What is required
A faithful copy is needed of the lines below from the one with "Target: hooked beak" up to and including the one with "Target: life jacket"; set it down with no pictures and no other lines.

Dataset records
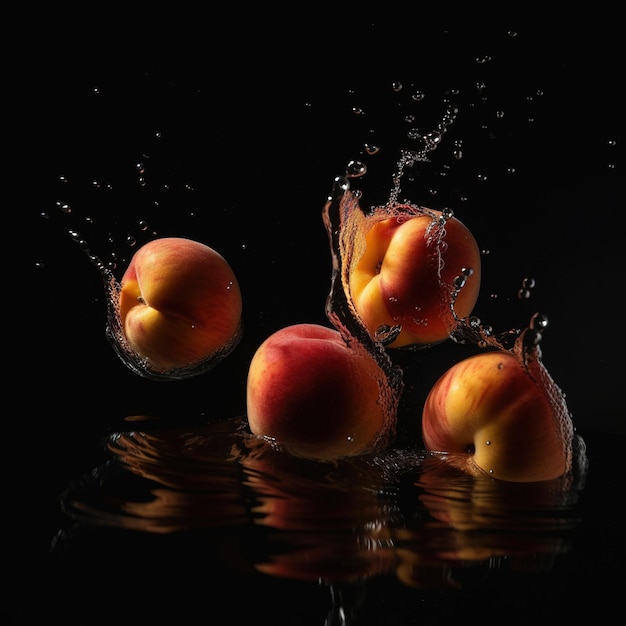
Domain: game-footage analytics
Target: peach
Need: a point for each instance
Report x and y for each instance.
(315, 395)
(179, 304)
(496, 414)
(411, 265)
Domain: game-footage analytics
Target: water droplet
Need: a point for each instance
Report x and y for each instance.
(539, 321)
(354, 169)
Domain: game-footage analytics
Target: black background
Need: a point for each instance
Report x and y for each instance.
(241, 129)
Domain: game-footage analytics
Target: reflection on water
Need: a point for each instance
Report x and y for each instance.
(403, 513)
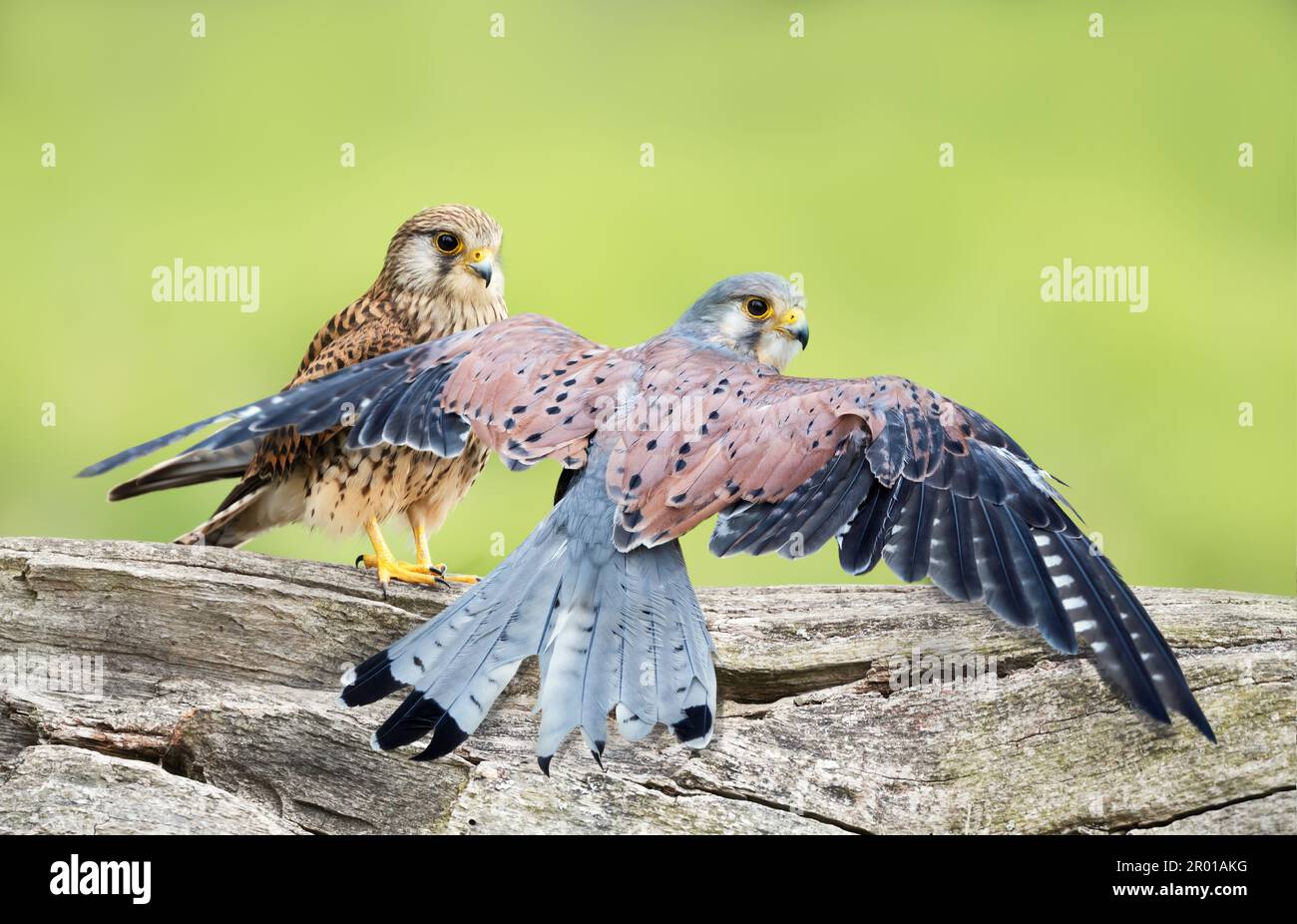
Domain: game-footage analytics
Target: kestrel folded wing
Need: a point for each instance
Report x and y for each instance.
(899, 473)
(520, 384)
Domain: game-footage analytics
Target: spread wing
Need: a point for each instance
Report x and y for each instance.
(896, 471)
(889, 469)
(526, 385)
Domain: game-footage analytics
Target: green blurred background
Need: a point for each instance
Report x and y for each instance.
(815, 156)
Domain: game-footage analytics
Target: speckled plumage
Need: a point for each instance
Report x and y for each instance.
(420, 294)
(657, 437)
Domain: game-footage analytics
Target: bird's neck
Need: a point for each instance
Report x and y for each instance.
(432, 314)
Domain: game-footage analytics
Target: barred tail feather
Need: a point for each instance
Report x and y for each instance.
(613, 631)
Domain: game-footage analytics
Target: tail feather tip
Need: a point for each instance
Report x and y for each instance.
(695, 728)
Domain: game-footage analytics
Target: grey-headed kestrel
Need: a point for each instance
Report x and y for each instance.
(441, 275)
(653, 440)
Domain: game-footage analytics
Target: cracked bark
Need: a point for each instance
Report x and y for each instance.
(220, 675)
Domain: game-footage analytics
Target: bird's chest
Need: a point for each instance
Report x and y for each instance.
(348, 487)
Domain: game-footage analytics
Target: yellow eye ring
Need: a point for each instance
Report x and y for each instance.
(757, 307)
(448, 242)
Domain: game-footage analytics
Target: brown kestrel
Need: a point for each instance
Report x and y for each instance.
(441, 275)
(653, 440)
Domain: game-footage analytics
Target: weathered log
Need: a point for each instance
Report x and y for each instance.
(218, 712)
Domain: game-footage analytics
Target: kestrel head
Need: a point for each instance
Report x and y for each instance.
(446, 250)
(756, 314)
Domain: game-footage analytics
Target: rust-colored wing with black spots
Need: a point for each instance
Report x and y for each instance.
(889, 469)
(894, 471)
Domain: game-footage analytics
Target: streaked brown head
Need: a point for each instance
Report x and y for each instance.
(448, 250)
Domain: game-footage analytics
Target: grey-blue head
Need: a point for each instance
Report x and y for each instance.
(755, 314)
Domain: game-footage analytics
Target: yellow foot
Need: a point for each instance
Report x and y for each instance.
(390, 569)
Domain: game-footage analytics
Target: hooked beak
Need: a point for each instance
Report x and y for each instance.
(794, 324)
(481, 262)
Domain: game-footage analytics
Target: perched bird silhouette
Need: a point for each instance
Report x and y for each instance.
(653, 440)
(441, 275)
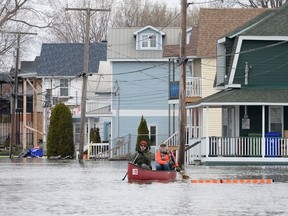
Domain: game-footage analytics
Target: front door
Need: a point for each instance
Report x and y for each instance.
(276, 119)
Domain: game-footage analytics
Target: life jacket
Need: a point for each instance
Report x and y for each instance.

Written answer
Target: hooked beak
Need: a point for each instance
Report x and y for each instance.
(794, 324)
(481, 262)
Domain: game-footage analytics
Target: perched bird silhouette
Need: a point for each instance
Report x and y for each instance.
(653, 440)
(441, 275)
Domain: game-footage analytics
Target: front door
Need: a point for each instance
Report x and y for each instance.
(276, 119)
Domain: game-footage analytics
Target: life jacket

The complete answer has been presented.